◆ EXERCISE TASK 1:
Answer these questions from the album article below, marking each answer with its letter:
(a) Which singer took over lead vocals from Tomas Kalnoky on this album?
(b) What record label released the album?
(c) How long is each of the blank tracks at the end of the album?

◆ PASSAGE TO READ:
Studio album by Catch 22
- Released: October 10, 2000
- Recorded: June 2000
- Studio: Trax East (New Jersey), Trod Nossel Studios (Connecticut)
- Genre: Ska punk
- Length: 36:58
- Label: Victory
- Producer: Catch 22, Eric Rachel, James Egan

Catch 22 chronology
| Washed Up! (1999) | Alone in a Crowd (2000) | Washed Up and Through the Ringer (2001) |

Catch 22 studio chronology
| Keasbey Nights (1998) | Alone in a Crowd (2000) | Dinosaur Sounds (2003) |

= Alone in a Crowd (Catch 22 album) =

Alone in a Crowd is the second album by Catch 22, and the first and only studio album featuring the band's second lineup (featuring Jeff Davidson as lead vocalist, replacing Tomas Kalnoky). It was recorded in June 2000, and released on October 10, 2000.

Professional ratings
Review scores
| Source | Rating |
| Allmusic | Star Half star |

==Composition==
The album features a song trilogy, "What Goes Around Comes Around," "Bloomfield Avenue," and "Neverending Story," which follows two young lovers who commit multiple acts of homicide on a cross-country spree before finally succumbing to their own personal demons. Themes on the album include a longing for childhood and home, and a general feeling of alienation from the rest of the world.

The end of the album features seven blank tracks, each 22 seconds long, followed by a bonus track that starts after 22 seconds of silence, bringing the album to a total of 22 tracks.

◆ EXERCISE TASK 2: Identify every line of the records below that contains the word "bucket", and copy each one. Case counts.

(Point annotation dataset records)
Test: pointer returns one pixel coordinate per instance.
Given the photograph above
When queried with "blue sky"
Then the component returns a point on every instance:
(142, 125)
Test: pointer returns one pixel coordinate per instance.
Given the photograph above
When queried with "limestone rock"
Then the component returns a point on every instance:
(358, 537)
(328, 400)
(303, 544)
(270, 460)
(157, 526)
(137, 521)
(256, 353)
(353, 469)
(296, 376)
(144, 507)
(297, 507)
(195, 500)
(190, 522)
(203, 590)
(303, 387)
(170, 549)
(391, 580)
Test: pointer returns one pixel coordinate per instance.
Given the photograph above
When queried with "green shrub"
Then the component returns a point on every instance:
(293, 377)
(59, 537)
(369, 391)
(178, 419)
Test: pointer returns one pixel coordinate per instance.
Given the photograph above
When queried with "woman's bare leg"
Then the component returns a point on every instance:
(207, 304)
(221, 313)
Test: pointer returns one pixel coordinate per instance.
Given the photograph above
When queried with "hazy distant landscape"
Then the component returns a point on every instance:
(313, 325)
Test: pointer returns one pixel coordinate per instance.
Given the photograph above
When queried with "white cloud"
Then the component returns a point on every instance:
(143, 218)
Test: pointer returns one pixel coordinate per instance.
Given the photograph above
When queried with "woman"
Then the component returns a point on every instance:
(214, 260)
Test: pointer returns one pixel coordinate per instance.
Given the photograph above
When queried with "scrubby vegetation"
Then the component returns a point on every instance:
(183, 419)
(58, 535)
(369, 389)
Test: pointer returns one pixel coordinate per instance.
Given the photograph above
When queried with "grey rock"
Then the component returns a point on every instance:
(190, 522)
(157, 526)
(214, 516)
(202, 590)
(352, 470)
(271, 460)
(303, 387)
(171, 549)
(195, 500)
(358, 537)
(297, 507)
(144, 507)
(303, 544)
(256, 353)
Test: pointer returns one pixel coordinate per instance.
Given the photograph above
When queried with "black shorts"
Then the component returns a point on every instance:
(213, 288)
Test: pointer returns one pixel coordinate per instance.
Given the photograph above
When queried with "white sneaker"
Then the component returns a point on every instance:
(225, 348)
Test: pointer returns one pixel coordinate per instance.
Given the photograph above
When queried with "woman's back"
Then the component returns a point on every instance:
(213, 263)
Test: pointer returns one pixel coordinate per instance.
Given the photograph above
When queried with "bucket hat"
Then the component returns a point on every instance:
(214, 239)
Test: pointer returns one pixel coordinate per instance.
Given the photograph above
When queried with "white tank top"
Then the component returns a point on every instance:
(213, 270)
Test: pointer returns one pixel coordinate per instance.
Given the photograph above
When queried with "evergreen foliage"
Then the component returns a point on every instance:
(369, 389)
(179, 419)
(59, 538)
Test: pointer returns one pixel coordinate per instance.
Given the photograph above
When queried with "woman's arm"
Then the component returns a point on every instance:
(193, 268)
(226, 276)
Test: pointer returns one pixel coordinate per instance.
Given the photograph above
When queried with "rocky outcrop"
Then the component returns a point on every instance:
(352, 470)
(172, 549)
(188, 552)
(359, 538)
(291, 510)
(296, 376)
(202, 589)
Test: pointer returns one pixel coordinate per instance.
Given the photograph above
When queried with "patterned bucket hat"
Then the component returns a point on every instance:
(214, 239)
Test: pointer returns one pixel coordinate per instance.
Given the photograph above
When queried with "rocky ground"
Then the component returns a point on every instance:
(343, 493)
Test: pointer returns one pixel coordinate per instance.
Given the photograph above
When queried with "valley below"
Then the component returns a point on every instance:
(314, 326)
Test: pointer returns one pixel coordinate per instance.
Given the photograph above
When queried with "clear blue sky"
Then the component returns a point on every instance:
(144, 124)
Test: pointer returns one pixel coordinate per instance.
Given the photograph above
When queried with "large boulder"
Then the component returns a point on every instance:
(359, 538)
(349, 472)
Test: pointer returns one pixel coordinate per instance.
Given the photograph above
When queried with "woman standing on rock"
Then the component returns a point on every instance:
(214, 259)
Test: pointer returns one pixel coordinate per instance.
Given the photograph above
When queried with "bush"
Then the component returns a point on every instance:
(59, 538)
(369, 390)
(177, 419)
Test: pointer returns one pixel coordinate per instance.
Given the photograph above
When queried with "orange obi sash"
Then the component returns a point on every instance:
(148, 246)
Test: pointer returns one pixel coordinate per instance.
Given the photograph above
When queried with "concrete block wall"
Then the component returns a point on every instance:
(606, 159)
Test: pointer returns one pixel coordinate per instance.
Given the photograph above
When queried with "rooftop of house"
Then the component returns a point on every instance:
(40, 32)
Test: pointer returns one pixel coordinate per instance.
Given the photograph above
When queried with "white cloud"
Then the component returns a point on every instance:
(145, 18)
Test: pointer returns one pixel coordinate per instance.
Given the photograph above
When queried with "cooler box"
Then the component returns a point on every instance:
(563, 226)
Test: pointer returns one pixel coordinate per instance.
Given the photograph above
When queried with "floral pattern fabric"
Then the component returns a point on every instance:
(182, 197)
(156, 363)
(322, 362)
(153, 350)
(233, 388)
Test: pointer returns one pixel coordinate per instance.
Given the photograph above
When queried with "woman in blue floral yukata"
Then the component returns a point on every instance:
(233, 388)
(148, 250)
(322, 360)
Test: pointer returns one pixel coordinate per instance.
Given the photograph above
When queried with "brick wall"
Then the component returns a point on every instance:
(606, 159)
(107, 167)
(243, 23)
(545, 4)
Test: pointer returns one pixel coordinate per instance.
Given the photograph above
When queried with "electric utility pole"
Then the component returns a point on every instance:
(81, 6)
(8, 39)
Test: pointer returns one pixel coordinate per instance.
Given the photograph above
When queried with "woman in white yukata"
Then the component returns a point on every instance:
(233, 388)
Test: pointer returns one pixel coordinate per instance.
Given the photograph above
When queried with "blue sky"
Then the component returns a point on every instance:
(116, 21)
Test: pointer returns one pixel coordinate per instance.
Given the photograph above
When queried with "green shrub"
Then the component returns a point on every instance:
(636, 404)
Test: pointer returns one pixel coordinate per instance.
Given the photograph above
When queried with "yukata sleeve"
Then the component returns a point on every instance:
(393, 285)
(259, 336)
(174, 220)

◆ WRITTEN REPLY 1:
(a) Jeff Davidson
(b) Victory
(c) 22 seconds

◆ WRITTEN REPLY 2:
When queried with "bucket hat"
When queried with "patterned bucket hat"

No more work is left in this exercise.